== EXERCISE GOAL ==
Output the entries verbatim, including every line.

== MATERIAL PROVIDED ==
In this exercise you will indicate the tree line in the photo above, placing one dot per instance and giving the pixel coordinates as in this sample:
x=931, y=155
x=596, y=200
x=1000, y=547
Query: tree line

== RIGHT ANSWER ==
In this exercise you will indicate the tree line in the photo above, placing one dot per instance and giving the pixel coordinates as in this sample:
x=931, y=155
x=596, y=200
x=1000, y=547
Query: tree line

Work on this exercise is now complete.